== DOCUMENT EXCERPT ==
────────
11.20.2007
05:00 pm (ET)
WEST PALM BEACH, Fla. (AP) -- Along with deciding on a schedule, booking flights and hotel rooms and working on their swings, most LPGA Tour players spent a good chunk of the 2007 season studying up on drugs.
The next time they play on Tour, some of them will be tested under a new policy that starts next year. And while they believe they are clean, some of them are leaving nothing to chance.
"I'm going to have my doctor apply for medical waivers for everything he has ever prescribed for me," U.S. Women's Open champion Cristie Kerr said. "Not necessarily any medication I'm taking now, but anything I've ever needed -- like antibiotics. The closer we are to testing, you just want to be safe."
Otherwise, Kerr said she's not worried about what a test might reveal "unless there's something in red wine I don't know about."
Paula Creamer said she spent a lot of time reading this year.
"You have to be aware of what goes in your body," she said. "We've already learned a lot about what's in protein bars."
The LPGA Tour will be the first golf organization to embark on a drug policy, and the penalties are severe -- one-year suspension for the first offense to a lifetime ban for the third offense.
────────
== DATA BELOW ==
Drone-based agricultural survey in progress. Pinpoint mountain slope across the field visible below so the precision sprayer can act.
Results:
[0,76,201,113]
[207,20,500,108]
────────
== SET OF TASKS ==
1. Rewrite the paragraph of the article on the LPGA Tour's drug policy that begins "The LPGA Tour will be the first golf organization" as a short bulleted list, keeping its main facts.
2. What did Paula Creamer say players had already learned a lot about, according to the article on the LPGA Tour's drug policy?
3. Continue the article on the LPGA Tour's new drug policy from its last sentence.

== RESPONSES BY ITEM NUMBER ==
1.
- The LPGA Tour will be the first golf organization to start a drug policy.
- The penalties are severe.
- First offense: a one-year suspension.
- Third offense: a lifetime ban.

2. What's in protein bars.

3.
There will be no difference in punishment for positive tests of performance-enhancing drugs or recreational drugs. Jill Pilgrim, the LPGA Tour general counsel who is administering the program, said marijuana would constitutes a downer and cocaine works like an upper.
"Technically, they are enhancing your performance," she said.
The LPGA Tour would not say at which tournament the random drug testing would begin, although the first opportunity will be the Women's World Cup in South Africa that starts Jan. 18.
Like many players, Karrie Webb is most concerned about supplements, knowing exactly what's in them. For someone who has been around a dozen years on the LPGA Tour, she expects the veteran players to be the most uneasy.
"It would be one thing for the next generation who grows up with drug testing when they start playing a sport," Webb said. "But here we are in the middle of our careers."